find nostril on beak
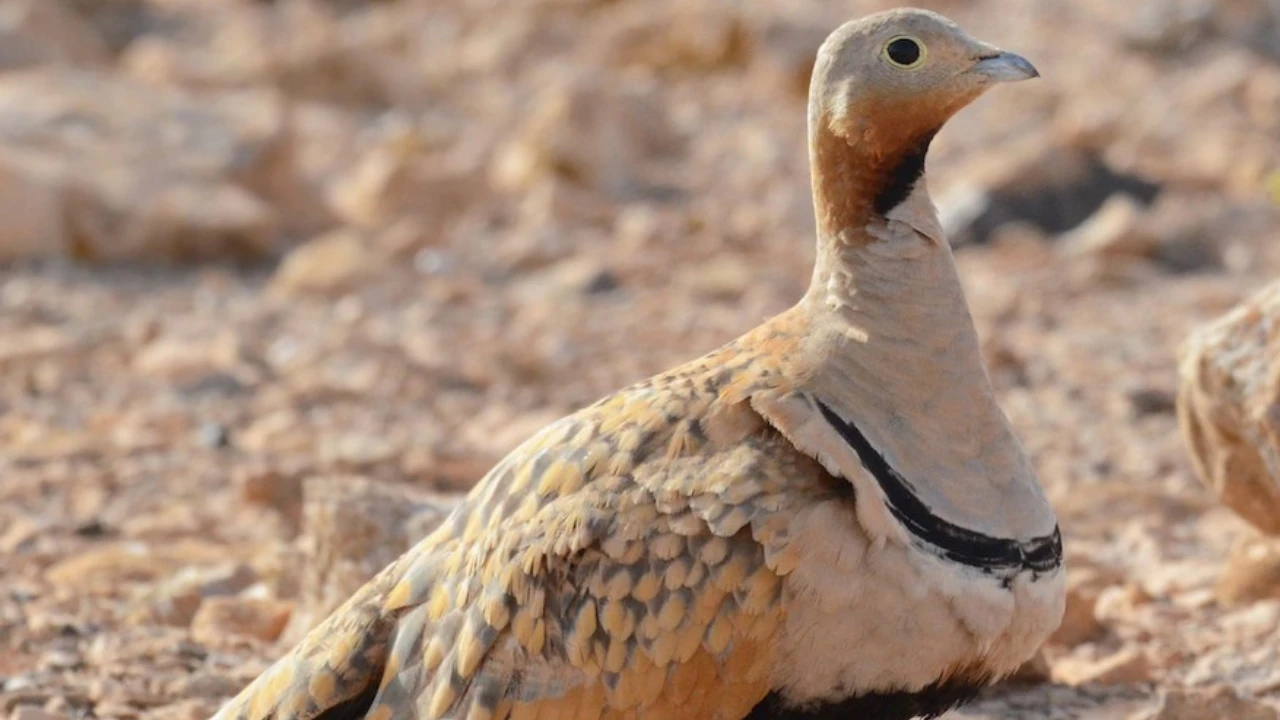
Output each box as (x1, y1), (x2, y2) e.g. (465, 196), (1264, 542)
(972, 51), (1039, 82)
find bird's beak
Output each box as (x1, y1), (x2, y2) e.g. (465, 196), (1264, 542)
(971, 51), (1039, 82)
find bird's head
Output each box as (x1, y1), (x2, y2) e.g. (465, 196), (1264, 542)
(808, 8), (1038, 237)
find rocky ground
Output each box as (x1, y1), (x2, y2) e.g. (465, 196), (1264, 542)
(1, 0), (1280, 718)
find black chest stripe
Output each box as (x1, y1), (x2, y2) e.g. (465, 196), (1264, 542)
(815, 400), (1062, 575)
(745, 680), (985, 720)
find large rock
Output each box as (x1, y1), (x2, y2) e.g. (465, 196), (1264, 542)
(0, 71), (321, 263)
(1178, 281), (1280, 535)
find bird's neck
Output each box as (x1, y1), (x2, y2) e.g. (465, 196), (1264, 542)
(804, 216), (986, 379)
(798, 107), (995, 421)
(808, 110), (940, 240)
(800, 173), (999, 448)
(803, 106), (958, 358)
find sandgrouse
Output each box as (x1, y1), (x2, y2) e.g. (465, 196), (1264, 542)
(213, 8), (1064, 720)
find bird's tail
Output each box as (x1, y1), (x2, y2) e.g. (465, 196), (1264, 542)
(211, 565), (403, 720)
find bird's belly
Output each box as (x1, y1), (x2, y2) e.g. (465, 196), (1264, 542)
(765, 500), (1065, 706)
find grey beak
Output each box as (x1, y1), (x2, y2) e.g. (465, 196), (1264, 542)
(972, 51), (1039, 82)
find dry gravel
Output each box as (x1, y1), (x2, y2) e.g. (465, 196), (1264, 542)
(2, 0), (1280, 718)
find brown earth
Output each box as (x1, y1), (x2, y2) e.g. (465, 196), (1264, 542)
(2, 0), (1280, 719)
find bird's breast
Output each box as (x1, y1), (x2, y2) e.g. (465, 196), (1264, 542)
(764, 497), (1065, 710)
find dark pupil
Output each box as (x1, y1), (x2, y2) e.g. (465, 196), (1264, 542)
(887, 38), (921, 65)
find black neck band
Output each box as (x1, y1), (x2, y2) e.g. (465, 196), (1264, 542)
(871, 130), (938, 216)
(816, 400), (1062, 576)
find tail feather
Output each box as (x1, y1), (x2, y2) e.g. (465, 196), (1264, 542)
(213, 567), (402, 720)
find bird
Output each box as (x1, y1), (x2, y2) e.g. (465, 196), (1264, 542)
(212, 8), (1064, 720)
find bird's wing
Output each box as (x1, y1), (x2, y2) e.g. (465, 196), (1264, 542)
(213, 321), (847, 720)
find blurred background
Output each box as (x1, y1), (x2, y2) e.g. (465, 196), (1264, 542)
(0, 0), (1279, 717)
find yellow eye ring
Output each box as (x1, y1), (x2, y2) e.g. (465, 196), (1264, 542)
(883, 36), (927, 69)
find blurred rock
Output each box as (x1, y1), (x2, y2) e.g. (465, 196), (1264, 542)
(1051, 569), (1110, 647)
(1217, 537), (1280, 605)
(0, 71), (299, 263)
(1178, 281), (1280, 535)
(491, 70), (683, 199)
(0, 328), (75, 368)
(681, 256), (753, 301)
(1121, 0), (1215, 53)
(1058, 193), (1223, 276)
(163, 672), (242, 702)
(318, 433), (399, 470)
(0, 517), (45, 555)
(234, 464), (306, 532)
(243, 1), (394, 109)
(1058, 195), (1161, 262)
(121, 0), (401, 108)
(1215, 0), (1280, 60)
(1136, 686), (1279, 720)
(753, 19), (828, 98)
(9, 708), (68, 720)
(279, 476), (458, 644)
(1005, 650), (1053, 685)
(132, 333), (242, 385)
(128, 564), (257, 627)
(941, 141), (1162, 249)
(190, 597), (292, 645)
(1053, 647), (1153, 686)
(0, 149), (70, 263)
(598, 0), (752, 72)
(233, 103), (338, 241)
(1094, 582), (1155, 627)
(1138, 191), (1237, 273)
(0, 0), (109, 70)
(236, 409), (312, 455)
(45, 545), (176, 591)
(269, 229), (376, 297)
(326, 124), (485, 237)
(1125, 0), (1280, 61)
(61, 0), (153, 55)
(1126, 385), (1179, 418)
(1100, 48), (1280, 195)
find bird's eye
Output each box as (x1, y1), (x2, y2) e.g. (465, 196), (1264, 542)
(884, 36), (926, 68)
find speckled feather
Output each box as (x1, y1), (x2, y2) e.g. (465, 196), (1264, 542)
(214, 312), (845, 720)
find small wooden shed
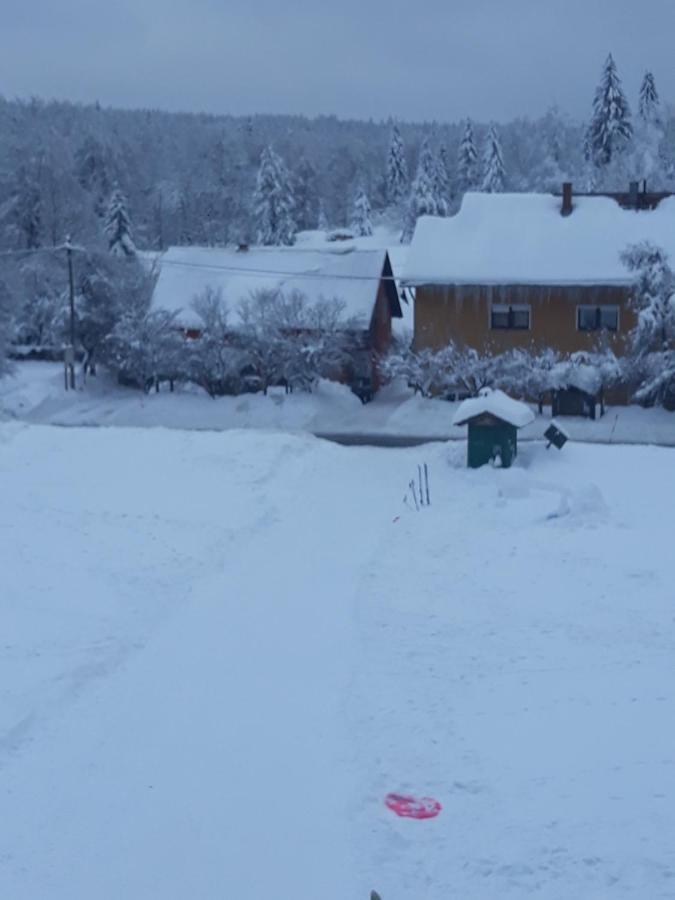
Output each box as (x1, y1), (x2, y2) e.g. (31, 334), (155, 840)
(453, 389), (535, 469)
(551, 385), (603, 420)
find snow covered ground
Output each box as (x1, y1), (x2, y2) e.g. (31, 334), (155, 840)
(1, 422), (674, 899)
(2, 360), (675, 445)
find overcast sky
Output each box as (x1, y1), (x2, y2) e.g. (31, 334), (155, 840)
(1, 0), (673, 123)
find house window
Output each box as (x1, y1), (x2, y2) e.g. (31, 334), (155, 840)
(490, 304), (531, 330)
(577, 305), (619, 332)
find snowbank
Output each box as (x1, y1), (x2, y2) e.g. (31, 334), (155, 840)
(2, 362), (675, 446)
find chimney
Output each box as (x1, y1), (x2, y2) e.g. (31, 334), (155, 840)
(629, 181), (639, 209)
(561, 182), (573, 216)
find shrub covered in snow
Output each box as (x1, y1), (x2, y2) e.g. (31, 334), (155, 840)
(2, 252), (68, 358)
(105, 309), (185, 392)
(237, 289), (356, 394)
(382, 341), (624, 406)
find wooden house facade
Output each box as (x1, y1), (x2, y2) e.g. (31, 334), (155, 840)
(404, 184), (675, 404)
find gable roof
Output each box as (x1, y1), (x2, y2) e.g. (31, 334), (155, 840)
(404, 192), (675, 287)
(152, 245), (401, 328)
(453, 389), (535, 429)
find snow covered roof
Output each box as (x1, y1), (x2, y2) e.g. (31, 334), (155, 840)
(152, 245), (400, 328)
(452, 389), (535, 428)
(404, 192), (675, 286)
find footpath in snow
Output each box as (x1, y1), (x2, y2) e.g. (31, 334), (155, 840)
(1, 423), (674, 898)
(2, 360), (675, 445)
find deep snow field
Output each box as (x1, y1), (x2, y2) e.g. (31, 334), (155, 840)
(1, 422), (674, 899)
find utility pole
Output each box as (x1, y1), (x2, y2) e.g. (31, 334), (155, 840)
(64, 236), (76, 390)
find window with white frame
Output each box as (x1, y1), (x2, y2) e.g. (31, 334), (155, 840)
(577, 305), (619, 332)
(490, 304), (531, 330)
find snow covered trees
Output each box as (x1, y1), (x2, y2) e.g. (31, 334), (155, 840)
(11, 254), (67, 353)
(456, 119), (479, 193)
(0, 279), (16, 376)
(639, 71), (660, 125)
(401, 169), (436, 244)
(105, 189), (136, 257)
(633, 71), (666, 185)
(434, 146), (450, 215)
(350, 186), (373, 237)
(253, 146), (296, 246)
(621, 242), (675, 404)
(185, 288), (249, 397)
(77, 254), (156, 373)
(105, 309), (184, 392)
(8, 163), (43, 249)
(293, 157), (318, 232)
(401, 137), (446, 243)
(237, 290), (352, 394)
(386, 124), (409, 206)
(481, 124), (506, 193)
(585, 53), (633, 169)
(381, 341), (623, 408)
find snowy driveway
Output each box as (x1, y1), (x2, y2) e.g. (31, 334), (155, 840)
(1, 424), (674, 899)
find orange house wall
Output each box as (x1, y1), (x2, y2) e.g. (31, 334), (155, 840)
(413, 284), (635, 356)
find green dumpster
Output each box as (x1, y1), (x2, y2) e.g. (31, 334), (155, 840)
(467, 416), (518, 468)
(452, 388), (535, 469)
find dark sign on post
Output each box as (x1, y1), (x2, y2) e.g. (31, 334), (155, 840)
(545, 422), (569, 450)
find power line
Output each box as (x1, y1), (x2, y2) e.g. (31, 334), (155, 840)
(0, 246), (64, 259)
(157, 256), (404, 284)
(0, 244), (411, 288)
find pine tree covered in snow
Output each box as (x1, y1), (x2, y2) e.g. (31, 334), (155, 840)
(457, 119), (479, 193)
(253, 146), (296, 246)
(104, 189), (136, 257)
(639, 72), (660, 125)
(350, 186), (373, 237)
(317, 201), (329, 232)
(481, 124), (506, 192)
(418, 137), (437, 184)
(434, 146), (450, 215)
(293, 157), (318, 231)
(585, 53), (633, 168)
(621, 241), (675, 404)
(386, 124), (409, 206)
(400, 137), (447, 242)
(633, 71), (666, 185)
(401, 169), (438, 244)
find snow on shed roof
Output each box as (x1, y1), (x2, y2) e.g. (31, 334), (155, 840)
(152, 245), (396, 328)
(404, 192), (675, 287)
(453, 389), (535, 428)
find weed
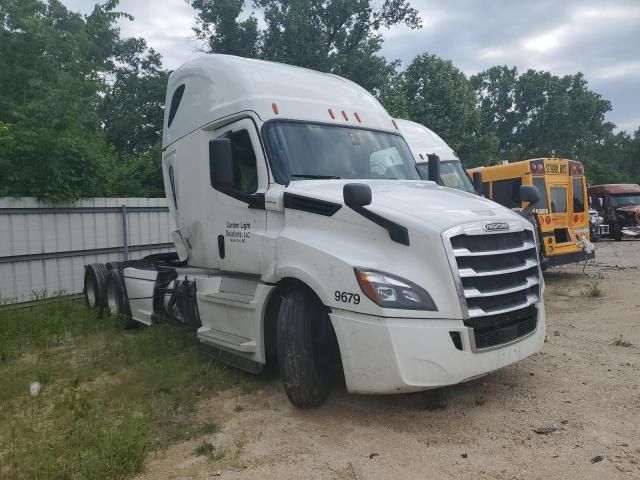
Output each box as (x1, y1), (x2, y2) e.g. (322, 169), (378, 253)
(583, 281), (605, 298)
(200, 422), (219, 435)
(233, 404), (245, 413)
(194, 440), (216, 457)
(612, 336), (633, 347)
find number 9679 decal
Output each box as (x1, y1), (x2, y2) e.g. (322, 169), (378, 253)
(334, 290), (360, 304)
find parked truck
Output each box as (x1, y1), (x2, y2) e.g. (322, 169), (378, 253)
(588, 184), (640, 240)
(84, 55), (545, 408)
(395, 119), (475, 193)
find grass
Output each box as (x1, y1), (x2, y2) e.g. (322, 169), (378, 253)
(583, 281), (605, 298)
(0, 297), (261, 479)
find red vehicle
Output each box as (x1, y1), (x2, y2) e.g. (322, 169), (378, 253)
(588, 184), (640, 240)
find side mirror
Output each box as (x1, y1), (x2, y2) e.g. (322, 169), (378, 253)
(209, 137), (233, 188)
(472, 171), (483, 196)
(426, 153), (442, 185)
(343, 183), (372, 208)
(520, 185), (540, 205)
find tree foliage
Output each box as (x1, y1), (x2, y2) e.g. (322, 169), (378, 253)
(0, 0), (637, 200)
(470, 65), (638, 184)
(390, 53), (498, 167)
(190, 0), (421, 92)
(0, 0), (167, 200)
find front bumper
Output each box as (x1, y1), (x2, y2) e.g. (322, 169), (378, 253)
(542, 250), (594, 268)
(330, 303), (545, 394)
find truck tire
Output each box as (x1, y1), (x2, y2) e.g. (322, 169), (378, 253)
(276, 288), (332, 408)
(104, 269), (136, 329)
(84, 263), (108, 309)
(613, 224), (623, 241)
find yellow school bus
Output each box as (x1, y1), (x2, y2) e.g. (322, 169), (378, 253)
(468, 158), (594, 268)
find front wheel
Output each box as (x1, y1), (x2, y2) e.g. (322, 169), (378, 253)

» **EXERCISE DETAILS**
Retype the entries above exactly, but only from the line containing "find large rock" through the line containing "find tail feather", both included.

» **RESPONSE**
find large rock
Output each box as (x1, y1), (x2, y2) e.g. (465, 196), (1264, 542)
(0, 71), (321, 263)
(1178, 281), (1280, 535)
find bird's neck
Output each box as (x1, y1), (x2, y2) e.g. (465, 196), (1264, 542)
(804, 216), (986, 379)
(798, 107), (995, 421)
(808, 110), (940, 240)
(800, 173), (999, 448)
(803, 106), (958, 358)
find sandgrouse
Output each box as (x1, y1), (x2, y2) e.g. (465, 196), (1264, 542)
(213, 8), (1064, 720)
find bird's tail
Output each box as (x1, y1), (x2, y2) e.g. (465, 196), (1264, 542)
(211, 565), (403, 720)
find bird's belly
Output each box as (x1, y1), (x2, y2) e.g. (465, 196), (1264, 542)
(765, 500), (1065, 706)
find grey beak
Output each box as (x1, y1), (x2, y2) e.g. (465, 196), (1264, 542)
(972, 51), (1039, 82)
find dry gravel
Output each box as (x1, y1), (x2, y2) e.g. (465, 196), (1264, 542)
(2, 0), (1280, 718)
find brown earth
Output each box as (x1, y1), (x2, y2) e.g. (465, 196), (1264, 542)
(2, 0), (1280, 719)
find bird's breast
Output each box as (x1, y1), (x2, y2) e.g. (465, 196), (1264, 542)
(764, 497), (1065, 710)
find dark pupil
Output each box as (x1, y1), (x2, y2) e.g. (465, 196), (1264, 542)
(887, 38), (921, 65)
find black neck band
Output each box as (x1, y1), (x2, y2) e.g. (465, 196), (1264, 542)
(871, 130), (938, 216)
(816, 400), (1062, 576)
find tail feather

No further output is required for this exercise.